**Kutipan yang Diberikan**
########
Dalam ajaran Islam, harta adalah titipan yang harus dikelola dengan bijak. Salah satu bentuk pengelolaan harta yang paling mulia adalah dengan menunaikannya dalam bentuk sedekah atau zakat. Salah satu landasan utama yang menekankan pentingnya proses pembersihan harta ini terdapat dalam Al-Qur'an, khususnya pada Surat At-Taubah ayat 103.
Ayat ini bukan sekadar perintah rutin, melainkan sebuah panduan spiritual yang mendalam mengenai tujuan dari pengeluaran harta tersebut: untuk menyucikan jiwa dan harta benda kaum mukminin. Bagi mereka yang berada dalam kategori wajib, menunaikan zakat adalah kewajiban yang tidak bisa ditawar.
########
**Data yang Diberikan**
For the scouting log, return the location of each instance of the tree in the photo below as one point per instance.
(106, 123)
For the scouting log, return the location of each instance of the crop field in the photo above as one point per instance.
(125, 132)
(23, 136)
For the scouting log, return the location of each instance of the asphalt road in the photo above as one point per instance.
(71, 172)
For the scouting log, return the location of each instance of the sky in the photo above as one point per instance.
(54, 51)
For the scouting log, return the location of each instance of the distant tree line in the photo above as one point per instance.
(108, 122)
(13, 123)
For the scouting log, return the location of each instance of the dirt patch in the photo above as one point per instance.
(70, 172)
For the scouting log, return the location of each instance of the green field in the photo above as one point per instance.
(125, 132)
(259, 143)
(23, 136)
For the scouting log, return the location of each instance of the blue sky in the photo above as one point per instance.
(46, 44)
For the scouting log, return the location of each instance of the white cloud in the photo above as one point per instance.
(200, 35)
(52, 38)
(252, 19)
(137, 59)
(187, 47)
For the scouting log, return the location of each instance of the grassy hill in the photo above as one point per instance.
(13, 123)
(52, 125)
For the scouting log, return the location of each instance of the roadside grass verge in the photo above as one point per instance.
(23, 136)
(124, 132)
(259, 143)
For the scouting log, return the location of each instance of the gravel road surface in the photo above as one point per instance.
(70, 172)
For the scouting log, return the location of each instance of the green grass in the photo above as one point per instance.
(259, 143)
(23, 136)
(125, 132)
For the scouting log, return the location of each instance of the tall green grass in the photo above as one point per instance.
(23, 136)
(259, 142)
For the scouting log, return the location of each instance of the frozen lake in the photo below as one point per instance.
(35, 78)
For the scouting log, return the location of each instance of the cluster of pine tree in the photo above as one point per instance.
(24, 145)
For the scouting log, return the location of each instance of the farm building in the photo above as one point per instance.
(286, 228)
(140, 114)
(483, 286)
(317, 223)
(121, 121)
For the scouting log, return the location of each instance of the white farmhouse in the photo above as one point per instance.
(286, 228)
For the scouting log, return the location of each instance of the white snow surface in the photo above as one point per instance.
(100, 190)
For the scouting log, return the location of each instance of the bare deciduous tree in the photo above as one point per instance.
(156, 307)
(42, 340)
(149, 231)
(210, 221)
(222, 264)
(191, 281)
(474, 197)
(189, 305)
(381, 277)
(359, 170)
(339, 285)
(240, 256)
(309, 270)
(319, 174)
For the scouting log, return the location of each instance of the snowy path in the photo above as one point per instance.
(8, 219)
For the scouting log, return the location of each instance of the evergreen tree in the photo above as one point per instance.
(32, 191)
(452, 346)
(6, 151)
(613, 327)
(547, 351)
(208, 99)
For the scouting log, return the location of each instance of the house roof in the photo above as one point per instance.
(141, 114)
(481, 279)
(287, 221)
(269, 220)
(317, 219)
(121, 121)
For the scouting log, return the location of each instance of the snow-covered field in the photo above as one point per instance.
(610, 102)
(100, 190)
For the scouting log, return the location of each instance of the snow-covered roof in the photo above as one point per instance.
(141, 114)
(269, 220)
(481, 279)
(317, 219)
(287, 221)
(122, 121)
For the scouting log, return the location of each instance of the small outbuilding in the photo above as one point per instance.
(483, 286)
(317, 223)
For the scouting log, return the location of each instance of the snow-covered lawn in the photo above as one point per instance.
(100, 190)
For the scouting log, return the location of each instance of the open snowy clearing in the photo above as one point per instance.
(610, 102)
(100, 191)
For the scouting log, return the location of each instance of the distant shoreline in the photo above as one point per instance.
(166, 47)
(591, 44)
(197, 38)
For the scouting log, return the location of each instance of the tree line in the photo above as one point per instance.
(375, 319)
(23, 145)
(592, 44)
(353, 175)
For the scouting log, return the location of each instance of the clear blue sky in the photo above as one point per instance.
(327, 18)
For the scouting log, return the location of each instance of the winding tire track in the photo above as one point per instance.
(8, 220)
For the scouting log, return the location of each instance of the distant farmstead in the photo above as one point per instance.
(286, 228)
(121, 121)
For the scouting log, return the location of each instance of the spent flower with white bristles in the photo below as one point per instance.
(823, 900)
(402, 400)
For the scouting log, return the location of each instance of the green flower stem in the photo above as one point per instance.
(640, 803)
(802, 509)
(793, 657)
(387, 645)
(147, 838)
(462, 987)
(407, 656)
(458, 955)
########
**Tantangan**
[1] Cetak bagian teks tentang zakat di antara "Dalam ajaran Islam, harta" dan "At-Taubah ayat 103.", termasuk kedua batas tersebut.
[2] Berikan kelanjutan teks tentang zakat, mulai tepat setelah kalimat terakhirnya.

**Jawaban**
[1]
Dalam ajaran Islam, harta adalah titipan yang harus dikelola dengan bijak. Salah satu bentuk pengelolaan harta yang paling mulia adalah dengan menunaikannya dalam bentuk sedekah atau zakat. Salah satu landasan utama yang menekankan pentingnya proses pembersihan harta ini terdapat dalam Al-Qur'an, khususnya pada Surat At-Taubah ayat 103.

[2]
Berikut adalah teks asli ayat tersebut beserta terjemahannya yang menjelaskan inti perintah ilahi:
Makna "membersihkan" (تُطَهِّرُهُمْ - tuthahhiruhum) memiliki dua dimensi penting. Pertama, membersihkan harta itu sendiri dari unsur kotoran (hak fakir miskin yang mungkin tersembunyi di dalamnya) dan dari potensi dosa keserakahan yang melekat pada pemiliknya. Kedua, membersihkan jiwa pemilik harta dari sifat bakhil (kikir) dan cinta dunia yang berlebihan.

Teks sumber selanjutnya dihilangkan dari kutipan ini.